--- WHAT THIS TASK INVOLVES ---
Each entry below should be reproduced character for character.

--- DATA TO EXAMINE ---
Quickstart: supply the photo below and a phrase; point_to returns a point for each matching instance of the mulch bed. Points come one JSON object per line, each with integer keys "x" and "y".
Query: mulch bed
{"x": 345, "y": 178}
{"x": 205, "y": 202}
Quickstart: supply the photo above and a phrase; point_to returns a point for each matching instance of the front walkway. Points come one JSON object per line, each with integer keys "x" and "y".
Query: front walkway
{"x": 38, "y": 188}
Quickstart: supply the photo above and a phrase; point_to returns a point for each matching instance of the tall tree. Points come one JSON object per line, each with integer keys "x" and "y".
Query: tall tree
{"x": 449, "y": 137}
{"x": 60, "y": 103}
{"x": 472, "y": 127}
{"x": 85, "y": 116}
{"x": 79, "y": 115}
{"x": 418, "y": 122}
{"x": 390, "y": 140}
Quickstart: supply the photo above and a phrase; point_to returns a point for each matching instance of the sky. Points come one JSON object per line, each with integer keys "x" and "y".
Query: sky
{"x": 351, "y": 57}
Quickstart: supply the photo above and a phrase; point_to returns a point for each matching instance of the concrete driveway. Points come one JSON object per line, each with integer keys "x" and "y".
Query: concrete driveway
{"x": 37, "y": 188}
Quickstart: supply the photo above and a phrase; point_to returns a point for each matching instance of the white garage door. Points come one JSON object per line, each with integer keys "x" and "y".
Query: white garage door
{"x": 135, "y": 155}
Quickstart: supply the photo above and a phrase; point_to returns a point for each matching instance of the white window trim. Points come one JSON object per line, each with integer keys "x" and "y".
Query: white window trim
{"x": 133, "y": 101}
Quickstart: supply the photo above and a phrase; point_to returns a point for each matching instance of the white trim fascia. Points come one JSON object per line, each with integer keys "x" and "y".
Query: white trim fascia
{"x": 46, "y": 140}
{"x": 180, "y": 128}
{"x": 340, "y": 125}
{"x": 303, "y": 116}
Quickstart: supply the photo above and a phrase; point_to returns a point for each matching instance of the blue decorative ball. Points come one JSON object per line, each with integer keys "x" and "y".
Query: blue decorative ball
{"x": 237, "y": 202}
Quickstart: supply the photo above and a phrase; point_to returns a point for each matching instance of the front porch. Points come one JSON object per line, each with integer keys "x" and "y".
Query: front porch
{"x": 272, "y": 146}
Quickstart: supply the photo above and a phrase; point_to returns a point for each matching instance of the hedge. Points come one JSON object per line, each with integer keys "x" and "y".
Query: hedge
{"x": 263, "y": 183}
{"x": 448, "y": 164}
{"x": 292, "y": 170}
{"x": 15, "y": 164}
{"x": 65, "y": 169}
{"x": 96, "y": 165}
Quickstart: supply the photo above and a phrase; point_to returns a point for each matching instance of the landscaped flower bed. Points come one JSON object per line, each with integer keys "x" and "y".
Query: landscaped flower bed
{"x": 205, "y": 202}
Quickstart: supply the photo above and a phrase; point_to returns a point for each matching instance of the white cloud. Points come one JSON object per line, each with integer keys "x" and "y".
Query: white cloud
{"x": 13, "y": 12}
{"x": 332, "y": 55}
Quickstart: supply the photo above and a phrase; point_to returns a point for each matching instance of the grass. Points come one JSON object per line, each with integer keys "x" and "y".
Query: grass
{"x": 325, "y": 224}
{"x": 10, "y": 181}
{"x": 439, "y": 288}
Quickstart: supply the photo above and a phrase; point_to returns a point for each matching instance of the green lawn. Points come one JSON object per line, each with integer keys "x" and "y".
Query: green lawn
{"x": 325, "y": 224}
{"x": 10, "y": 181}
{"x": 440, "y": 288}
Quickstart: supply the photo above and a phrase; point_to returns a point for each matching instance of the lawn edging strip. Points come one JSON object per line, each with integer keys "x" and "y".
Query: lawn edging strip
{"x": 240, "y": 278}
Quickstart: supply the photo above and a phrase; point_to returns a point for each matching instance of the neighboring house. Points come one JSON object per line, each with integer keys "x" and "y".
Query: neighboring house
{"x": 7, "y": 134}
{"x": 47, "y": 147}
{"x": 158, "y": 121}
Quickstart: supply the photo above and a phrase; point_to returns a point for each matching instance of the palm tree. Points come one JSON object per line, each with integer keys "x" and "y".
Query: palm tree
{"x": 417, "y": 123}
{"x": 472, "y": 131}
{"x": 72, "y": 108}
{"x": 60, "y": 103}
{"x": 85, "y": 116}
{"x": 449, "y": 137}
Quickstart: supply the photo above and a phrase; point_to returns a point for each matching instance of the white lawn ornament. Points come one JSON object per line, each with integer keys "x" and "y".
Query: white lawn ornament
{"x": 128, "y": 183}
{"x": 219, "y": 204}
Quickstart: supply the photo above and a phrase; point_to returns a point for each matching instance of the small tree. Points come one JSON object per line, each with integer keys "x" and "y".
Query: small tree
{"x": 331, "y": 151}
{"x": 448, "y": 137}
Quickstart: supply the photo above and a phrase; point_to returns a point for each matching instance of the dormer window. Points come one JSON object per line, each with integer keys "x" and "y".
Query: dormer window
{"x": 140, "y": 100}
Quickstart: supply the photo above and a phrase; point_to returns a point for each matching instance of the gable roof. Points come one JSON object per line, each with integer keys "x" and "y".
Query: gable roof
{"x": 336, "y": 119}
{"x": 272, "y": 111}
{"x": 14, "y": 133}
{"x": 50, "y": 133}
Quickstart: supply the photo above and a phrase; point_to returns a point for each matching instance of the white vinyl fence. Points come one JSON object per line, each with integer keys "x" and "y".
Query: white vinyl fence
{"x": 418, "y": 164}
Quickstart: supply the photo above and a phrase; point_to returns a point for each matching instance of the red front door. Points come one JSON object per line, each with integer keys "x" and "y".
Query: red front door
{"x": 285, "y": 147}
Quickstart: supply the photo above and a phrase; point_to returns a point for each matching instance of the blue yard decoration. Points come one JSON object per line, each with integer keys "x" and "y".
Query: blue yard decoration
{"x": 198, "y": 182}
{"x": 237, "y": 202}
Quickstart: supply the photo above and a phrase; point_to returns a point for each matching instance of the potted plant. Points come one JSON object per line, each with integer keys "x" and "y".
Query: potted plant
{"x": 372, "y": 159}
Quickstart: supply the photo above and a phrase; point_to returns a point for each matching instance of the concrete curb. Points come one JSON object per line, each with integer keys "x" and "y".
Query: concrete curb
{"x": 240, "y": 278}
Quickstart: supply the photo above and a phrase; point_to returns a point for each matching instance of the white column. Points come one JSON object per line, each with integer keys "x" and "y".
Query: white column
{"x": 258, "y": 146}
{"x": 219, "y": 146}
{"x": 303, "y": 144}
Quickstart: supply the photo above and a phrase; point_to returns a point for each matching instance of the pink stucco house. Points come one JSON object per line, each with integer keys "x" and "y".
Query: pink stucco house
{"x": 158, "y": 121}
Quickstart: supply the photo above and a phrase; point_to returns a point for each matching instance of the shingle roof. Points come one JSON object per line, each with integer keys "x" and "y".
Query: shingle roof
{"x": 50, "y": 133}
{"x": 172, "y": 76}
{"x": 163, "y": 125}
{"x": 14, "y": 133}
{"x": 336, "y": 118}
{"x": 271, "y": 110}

--- EXERCISE RESULT ---
Quickstart: supply the photo below and a phrase; point_to returns a point for each matching instance of the mulch bed. Points come one JSON object per line, each with integer keys "x" and "y".
Query: mulch bed
{"x": 345, "y": 178}
{"x": 205, "y": 202}
Quickstart: supply the photo above and a phrase; point_to returns a point for each matching instance of the front walkway. Points come one JSON object per line, each with integer keys "x" and "y".
Query: front walkway
{"x": 38, "y": 188}
Quickstart: supply the photo above and a phrase; point_to returns a point for each matching instance of the tall tree. Points come one JSON object per line, each with integer keys "x" and "y".
Query: tall tree
{"x": 449, "y": 137}
{"x": 60, "y": 103}
{"x": 472, "y": 127}
{"x": 85, "y": 116}
{"x": 79, "y": 115}
{"x": 418, "y": 122}
{"x": 390, "y": 140}
Quickstart: supply the photo above and a phrase; point_to returns a point for each matching instance of the sky. Points come one JSON object per line, each with integer keys "x" and "y".
Query: sky
{"x": 351, "y": 57}
Quickstart: supply the photo above and a phrase; point_to returns a point for each matching instance of the concrete driveway. Points come one JSON object per line, each with integer keys "x" and "y".
Query: concrete driveway
{"x": 37, "y": 188}
Quickstart: supply the photo above and a phrase; point_to returns a point for each matching instance of the white garage door. Points come one JSON object per line, each with integer keys "x" and "y".
Query: white garage door
{"x": 135, "y": 155}
Quickstart: supply the photo above and a phrase; point_to returns a point for each matching instance of the white window trim. Points come one JSON object per line, each with integer keys "x" and "y".
Query: white window trim
{"x": 133, "y": 101}
Quickstart: supply the photo above and a phrase; point_to returns a point for each matching instance of the white trim fascia. Points come one JSON object per line, each with integer keys "x" and "y".
Query: white trim fascia
{"x": 46, "y": 140}
{"x": 180, "y": 128}
{"x": 340, "y": 125}
{"x": 303, "y": 116}
Quickstart: supply the photo above and a phrase; point_to returns a point for each matching instance of the blue decorative ball. Points come one JSON object per line, each with integer keys "x" and "y".
Query: blue decorative ball
{"x": 237, "y": 202}
Quickstart: supply the photo above and a phrase; point_to returns a point for each matching instance of the front porch. Points come one JSON object per line, each with integer keys "x" and "y".
Query: front porch
{"x": 272, "y": 146}
Quickstart: supply the photo above and a phrase; point_to returns a point for each matching instance of the hedge. Points come one JSON object per line, each with integer keys "x" and "y".
Query: hedge
{"x": 263, "y": 183}
{"x": 448, "y": 164}
{"x": 292, "y": 170}
{"x": 15, "y": 164}
{"x": 65, "y": 169}
{"x": 96, "y": 165}
Quickstart: supply the photo above and a phrase; point_to returns a point for each matching instance of the landscaped flower bed. Points come one JSON object per line, each with integer keys "x" and "y".
Query: landscaped flower bed
{"x": 205, "y": 202}
Quickstart: supply the photo above and a phrase; point_to returns a point for each matching instance of the white cloud. Points come one JSON object per line, each with integer keys "x" and "y".
Query: white cloud
{"x": 13, "y": 12}
{"x": 332, "y": 55}
Quickstart: supply the photo above and a phrase; point_to returns a point for each matching instance of the grass. Points come one JSON object per line, each with integer keys "x" and "y".
Query: grass
{"x": 325, "y": 224}
{"x": 10, "y": 181}
{"x": 439, "y": 288}
Quickstart: supply the photo above and a phrase; point_to returns a point for each matching instance of the green lawn. Points come one JSON object per line, each with integer keys "x" and "y".
Query: green lawn
{"x": 325, "y": 224}
{"x": 10, "y": 181}
{"x": 440, "y": 288}
Quickstart: supply the photo above and a phrase; point_to returns a point for each matching instance of the lawn edging strip. Points come one JSON object per line, each with integer keys "x" and "y".
Query: lawn edging strip
{"x": 240, "y": 278}
Quickstart: supply the photo above and a phrase; point_to returns a point for each matching instance of the neighboring house. Points come one JSON object per line, each with integer keys "x" and "y".
Query: neighboring house
{"x": 7, "y": 134}
{"x": 47, "y": 147}
{"x": 158, "y": 121}
Quickstart: supply the photo above and a phrase; point_to returns a point for each matching instance of the palm tree. Points come one JSON object per line, each with integer keys "x" and "y".
Query: palm tree
{"x": 417, "y": 123}
{"x": 472, "y": 131}
{"x": 72, "y": 108}
{"x": 60, "y": 103}
{"x": 85, "y": 116}
{"x": 449, "y": 137}
Quickstart: supply the photo above and a phrase; point_to returns a point for each matching instance of the white lawn ornament. Points come one JSON object per line, each with integer keys "x" and "y".
Query: white lawn ornament
{"x": 128, "y": 183}
{"x": 219, "y": 204}
Quickstart: supply the photo above and a phrase; point_to returns a point for each matching instance of the small tree. Points come one JSON object per line, each with integer keys "x" and "y".
Query: small tree
{"x": 331, "y": 151}
{"x": 448, "y": 137}
Quickstart: supply the photo above and a phrase; point_to returns a point for each matching instance of the dormer window. Points come one JSON object per line, each with integer keys "x" and "y".
Query: dormer window
{"x": 140, "y": 100}
Quickstart: supply the photo above and a phrase; point_to returns a point for each matching instance of the gable roof. Points come one JSON object per line, each with integer keys "x" and "y".
Query: gable roof
{"x": 336, "y": 119}
{"x": 272, "y": 111}
{"x": 14, "y": 133}
{"x": 50, "y": 133}
Quickstart: supply the photo above and a phrase; point_to returns a point for each matching instance of the white vinyl fence. Points come one JSON object per line, each with integer keys "x" and "y".
Query: white vinyl fence
{"x": 418, "y": 164}
Quickstart: supply the photo above and a phrase; point_to returns a point for each matching instance of the red front door. Points come one JSON object per line, each with integer keys "x" and "y".
Query: red front door
{"x": 285, "y": 147}
Quickstart: supply the photo above and a phrase; point_to returns a point for each matching instance of the blue yard decoration. Points come one JSON object per line, each with integer keys "x" and "y".
Query: blue yard decoration
{"x": 198, "y": 182}
{"x": 237, "y": 202}
Quickstart: supply the photo above and a phrase; point_to returns a point for each matching instance of the potted plant. Points come one JSON object per line, each with integer keys "x" and "y".
Query: potted plant
{"x": 372, "y": 159}
Quickstart: supply the photo above and a phrase; point_to returns a point for each matching instance of the concrete curb. Points come one JSON object per line, each with integer keys "x" and "y".
Query: concrete curb
{"x": 240, "y": 278}
Quickstart: supply the photo above and a phrase; point_to returns a point for each matching instance of the white column. Points come one JSON object per line, each with integer keys "x" and "y".
Query: white column
{"x": 258, "y": 146}
{"x": 219, "y": 146}
{"x": 303, "y": 144}
Quickstart: supply the photo above and a phrase; point_to returns a point for each matching instance of the pink stucco house. Points come one JSON object per line, each with integer keys "x" and "y".
Query: pink stucco house
{"x": 158, "y": 121}
Quickstart: supply the photo above and a phrase; point_to returns a point for each matching instance of the shingle roof. Points come one JSON object per line, each with integer keys "x" and "y".
Query: shingle roof
{"x": 50, "y": 133}
{"x": 172, "y": 76}
{"x": 163, "y": 125}
{"x": 14, "y": 133}
{"x": 336, "y": 118}
{"x": 271, "y": 110}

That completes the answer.